◆ **EXERCISE TASKS**:
1. Using the cycling trip post, say whether each statement agrees with it: (a) the writer's ride tomorrow is to Fumay; (b) the writer finds Charleville-Mézière too small; (c) the writer has often gone the wrong way. Answer yes or no for each, quoting the words of the post that decide it.
2. Repeat word for word the part of the cycling trip post running from "I have navigated" down to "was very lost.".

◆ **PAGE EXCERPT**:
It never gets easier you just get faster. Greg LeMond

Don’t buy upgrades, ride up grades. Eddy Merckz

Tomorrow I ride to Fumay which is a gentle ride so I selected something interesting for today rather than having a full day off. Charleville-Mézière feels too big after a week navigating canals and railway embankments but it is certainly a good base for bike rides, and has the spectacular Place Ducale, the big square by the town hall, lots of waterways to walk, a cathedral and a museum to Arthur Rimbaud, French poet active in the 1870s. The breakfast room at my hotel is covered in extracts of his poetry and there is a local beer named after him, or so they say.

I have navigated 250 miles from Dieppe and 50 miles yesterday and this includes country lanes and more complicated junctions in Dieppe and Charleville-Mézière. Using bone conducting headphones linked to Komoot on my phone has meant I have seldom taken a wrong turn. The instructions are excellent and I have become attuned to interpreting the guidance allowing me to enjoy the actual cycling. Though there was a split second when I thought I was very lost.

◆ **ENTRIES**:
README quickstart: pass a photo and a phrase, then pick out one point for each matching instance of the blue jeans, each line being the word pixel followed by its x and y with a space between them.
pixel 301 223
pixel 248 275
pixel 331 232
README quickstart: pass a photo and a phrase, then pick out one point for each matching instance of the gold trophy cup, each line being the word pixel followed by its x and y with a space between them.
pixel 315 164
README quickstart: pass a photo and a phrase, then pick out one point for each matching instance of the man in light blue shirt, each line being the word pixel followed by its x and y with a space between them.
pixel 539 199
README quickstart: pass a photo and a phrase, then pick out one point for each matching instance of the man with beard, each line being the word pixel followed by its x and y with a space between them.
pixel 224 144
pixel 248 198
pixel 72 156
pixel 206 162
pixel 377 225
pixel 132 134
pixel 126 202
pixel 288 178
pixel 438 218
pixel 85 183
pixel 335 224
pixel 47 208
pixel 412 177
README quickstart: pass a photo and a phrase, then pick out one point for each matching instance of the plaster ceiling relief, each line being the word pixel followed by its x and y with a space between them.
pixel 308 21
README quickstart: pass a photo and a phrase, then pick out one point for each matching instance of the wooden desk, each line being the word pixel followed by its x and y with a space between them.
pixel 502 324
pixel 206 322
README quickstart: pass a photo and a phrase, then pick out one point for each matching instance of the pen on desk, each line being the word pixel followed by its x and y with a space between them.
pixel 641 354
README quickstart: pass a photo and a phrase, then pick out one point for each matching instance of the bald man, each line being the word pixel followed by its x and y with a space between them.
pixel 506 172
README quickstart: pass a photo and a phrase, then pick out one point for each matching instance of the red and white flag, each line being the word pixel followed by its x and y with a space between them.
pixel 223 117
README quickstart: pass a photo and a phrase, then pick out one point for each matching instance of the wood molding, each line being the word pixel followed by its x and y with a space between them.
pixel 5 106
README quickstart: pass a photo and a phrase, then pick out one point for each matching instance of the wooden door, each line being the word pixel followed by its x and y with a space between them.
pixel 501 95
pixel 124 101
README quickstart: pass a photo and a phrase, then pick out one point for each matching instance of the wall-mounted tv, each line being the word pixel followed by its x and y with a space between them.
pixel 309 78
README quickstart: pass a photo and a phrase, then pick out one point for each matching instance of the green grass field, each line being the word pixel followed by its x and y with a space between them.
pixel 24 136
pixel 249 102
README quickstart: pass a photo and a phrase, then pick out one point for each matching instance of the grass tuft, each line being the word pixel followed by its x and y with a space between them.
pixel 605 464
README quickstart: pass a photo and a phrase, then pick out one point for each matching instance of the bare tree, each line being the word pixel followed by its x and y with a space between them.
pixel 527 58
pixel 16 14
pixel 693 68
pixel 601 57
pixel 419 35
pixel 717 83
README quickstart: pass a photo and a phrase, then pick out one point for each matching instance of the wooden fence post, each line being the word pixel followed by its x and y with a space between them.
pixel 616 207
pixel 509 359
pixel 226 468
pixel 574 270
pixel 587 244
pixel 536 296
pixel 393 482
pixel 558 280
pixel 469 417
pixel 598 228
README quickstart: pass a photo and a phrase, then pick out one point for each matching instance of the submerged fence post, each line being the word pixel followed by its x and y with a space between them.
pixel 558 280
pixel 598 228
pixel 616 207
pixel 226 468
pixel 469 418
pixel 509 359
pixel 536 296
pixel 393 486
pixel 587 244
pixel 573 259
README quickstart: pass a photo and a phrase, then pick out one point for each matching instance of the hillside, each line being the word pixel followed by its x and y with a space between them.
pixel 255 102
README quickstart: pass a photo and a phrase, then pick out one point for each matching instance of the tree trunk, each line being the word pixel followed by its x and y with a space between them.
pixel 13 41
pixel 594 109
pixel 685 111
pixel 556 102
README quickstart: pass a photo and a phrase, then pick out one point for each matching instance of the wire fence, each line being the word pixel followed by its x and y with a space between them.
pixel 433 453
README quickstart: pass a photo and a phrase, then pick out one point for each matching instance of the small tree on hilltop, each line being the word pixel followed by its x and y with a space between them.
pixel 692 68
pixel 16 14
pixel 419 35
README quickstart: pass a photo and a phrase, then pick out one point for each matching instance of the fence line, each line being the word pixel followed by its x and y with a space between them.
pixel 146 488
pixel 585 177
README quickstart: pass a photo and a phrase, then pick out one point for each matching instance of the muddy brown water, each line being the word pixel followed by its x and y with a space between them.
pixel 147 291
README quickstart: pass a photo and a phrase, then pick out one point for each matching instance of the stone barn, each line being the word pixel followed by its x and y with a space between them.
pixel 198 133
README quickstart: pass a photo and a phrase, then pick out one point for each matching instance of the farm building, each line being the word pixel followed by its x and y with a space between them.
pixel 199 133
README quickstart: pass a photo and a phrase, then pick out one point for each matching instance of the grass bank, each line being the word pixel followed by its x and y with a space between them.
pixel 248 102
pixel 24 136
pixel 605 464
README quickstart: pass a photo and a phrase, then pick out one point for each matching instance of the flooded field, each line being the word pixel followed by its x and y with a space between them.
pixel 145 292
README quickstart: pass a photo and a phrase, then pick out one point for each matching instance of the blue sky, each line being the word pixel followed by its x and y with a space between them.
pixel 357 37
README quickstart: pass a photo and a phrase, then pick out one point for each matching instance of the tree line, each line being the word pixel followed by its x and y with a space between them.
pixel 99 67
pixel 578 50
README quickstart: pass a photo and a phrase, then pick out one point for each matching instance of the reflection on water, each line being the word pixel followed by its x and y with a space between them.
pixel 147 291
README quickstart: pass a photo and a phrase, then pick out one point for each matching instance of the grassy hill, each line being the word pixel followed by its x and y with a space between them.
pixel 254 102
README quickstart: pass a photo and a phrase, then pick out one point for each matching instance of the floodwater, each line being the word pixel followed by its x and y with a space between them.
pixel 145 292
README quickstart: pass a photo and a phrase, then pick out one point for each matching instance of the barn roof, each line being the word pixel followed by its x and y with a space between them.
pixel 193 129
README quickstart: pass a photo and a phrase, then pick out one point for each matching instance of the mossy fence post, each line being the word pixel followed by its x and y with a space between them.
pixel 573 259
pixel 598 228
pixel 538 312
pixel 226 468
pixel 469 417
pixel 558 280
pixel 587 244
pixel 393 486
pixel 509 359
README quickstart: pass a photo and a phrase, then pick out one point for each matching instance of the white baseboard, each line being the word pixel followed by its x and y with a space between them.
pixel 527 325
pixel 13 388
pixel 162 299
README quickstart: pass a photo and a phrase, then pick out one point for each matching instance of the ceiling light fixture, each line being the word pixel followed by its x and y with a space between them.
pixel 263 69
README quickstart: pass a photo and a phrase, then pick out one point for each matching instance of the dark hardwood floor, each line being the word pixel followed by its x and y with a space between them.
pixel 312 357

◆ **ANSWERS**:
1.
(a) Yes: "Tomorrow I ride to Fumay which is a gentle ride"
(b) No: "Charleville-Mézière feels too big"
(c) No: "I have seldom taken a wrong turn"

2.
I have navigated 250 miles from Dieppe and 50 miles yesterday and this includes country lanes and more complicated junctions in Dieppe and Charleville-Mézière. Using bone conducting headphones linked to Komoot on my phone has meant I have seldom taken a wrong turn. The instructions are excellent and I have become attuned to interpreting the guidance allowing me to enjoy the actual cycling. Though there was a split second when I thought I was very lost.